Re: Problem search on text arrays, using the overlaps (&&) operator

Hello,

Le 2/07/09 2:07, John Cheng a écrit :
> We use text[] on one of our tables. This text[] column allows us to
> search for records that matches a keyword in a set of keywords. For
> example, if we want to find records that has a keyword of "foo" or
> "bar", we can use the condition:
>
> keywords&& '{foo, bar}'::text[]
>
> Another wau is to do this:
>
> (keywords&& '{foo}::text[]' OR keywords&& '{bar}::text[]')
>
> I am noticing a big difference between the two ways. I'm trying to
> find out if we need to re-write our queries to speed them up, or
> perhaps I am just missing something about how to use text[].
>
> [...]
> For some reason, I am seeing a big difference in our real database. I
> don't want to just rewrite all of our queries yet. I'm guessing the
> data makes a big difference. What would be a good way to examine the
> data to figure out what's the best way to write our queries? Is there
> any features in PostgreSQL that can help me improve the performance?
>
> Any advice would be greatly appreciated!
>

With your exhaustive example statements based on table foo and cars, I
performed some measures on my side (PostgreSQL 8.3.1 server). Here are
some statistical results:

seq rtm delta ratio deco
--- --- ----- ----- ----
s1cc 873 -1,74% 2//9 1+1
s1or 889 1,71% 2//9 1+1
s2cc 1322 8,53% 3//9 1+2
s2or 1209 -9,32% 3//9 1+2
s3cc 892 -2,61% 2//9 1+(.5*2)
s3or 915 2,54% 2//9 1+(.5*2)
s4cc 511 -3,00% 1//9 (.5*2)
s4or 526 2,91% 1//9 (.5*2)
s5cc 1635 2,13% 4//9 1+1+2
s5or 1600 -2,17% 4//9 1+1+2
--- --- ----- ----- ----

seq where clauses
--- -------------
s1cc keywords && '{ford, toyota}'::text[]
s1or keywords && '{ford}'::text[] OR keywords && '{toyota}'::text[]
s2cc keywords && '{ford, honda}'::text[]
s2or keywords && '{ford}'::text[] OR keywords && '{honda}'::text[]
s3cc keywords && '{honda, ferrari}'::text[]
s3or keywords && '{honda}'::text[] OR keywords && '{ferrari}'::text[]
s4cc keywords && '{ferrari, hummer}'::text[]
s4or keywords && '{ferrari}'::text[] OR keywords && '{hummer}'::text[]
s5cc keywords && '{ford, toyota, porsche}'::text[]
s5or keywords && '{ford}'::text[] OR keywords && '{toyota}'::text[] OR
keywords && '{porsche}'::text[]

legend
------
seq sequence of 10 subsequent explain analyze per row
rtm runtime mean (in milliseconds) of 10 subsequent measures
delta difference percentage between cc and or sequences
cc unique where clause with >1-size table (eg. {foo,bar})
or multiple where clauses with 1-size text table (eg. {foo})
ratio ratio between # of result rows and # of table rows
deco result row partition between constant text table values in where
clause.

- [Information provided]:
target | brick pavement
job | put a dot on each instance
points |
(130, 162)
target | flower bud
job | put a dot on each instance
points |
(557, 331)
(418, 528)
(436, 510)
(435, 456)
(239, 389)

- [Tasks to perform]:
[1] Do these three statements agree with the reply on searching text arrays with the && operator? For each, answer yes or no and quote the words from the reply that decide it.
(a) The measurements were taken on a PostgreSQL 8.3.1 server.
(b) The rtm column gives the median runtime in milliseconds.
(c) The s4or sequence joins a ferrari condition and a hummer condition with OR.
[2] Can you carry the reply on searching text arrays with the && operator further, picking up right after its final line?

- [Answers below]:
[1]
(a) Yes: "performed some measures on my side (PostgreSQL 8.3.1 server)"
(b) No: "runtime mean (in milliseconds) of 10 subsequent measures"
(c) Yes: "keywords && '{ferrari}'::text[] OR keywords && '{hummer}'::text[]"

[2]
In the following, I refer to your condition forms as:
- arr&&{f,b}
- arr&&{f} or arr&&{b}

I noticed first that, contrarily to your observation, for the "ford or
toyata" case (sequence s1 developped into 2 subcases s1cc and s1or for
both forms of condition), runtime mean is shorter for s1cc (arr&&{f,t})
than for s1or (arr&&{f} or arr&&{t}). But the difference percentage is
only about 1,7% (ie. not enough relevant).

This empirical advantage of form arr&&{f,t} over form (arr&&{f} or
arr&&{t}) is also observed for 2 cases (s3 and s4) out of 4 (s2 up to
s5). The difference percentage looks more relevant (about 3%). The cases
s3 and s4 differ from the others (s1, s2, and s5) by the fact that the
sets of matching rows for each compared text table value intersect: all
the rows matched by ferrari also match honda (strict inclusion not
equality); all the rows matched by ferrari also match hummer and
conversely (double inclusion here, ie. equality). In the other 3 cases,
each compared text table value matches set of rows without intersecting
the matching row set of the other(s) value(s). We may then assume that
form arr&&{f,t} would fit better when there are lots of rows matched by
several terms--however this cannot be generalized at this stage.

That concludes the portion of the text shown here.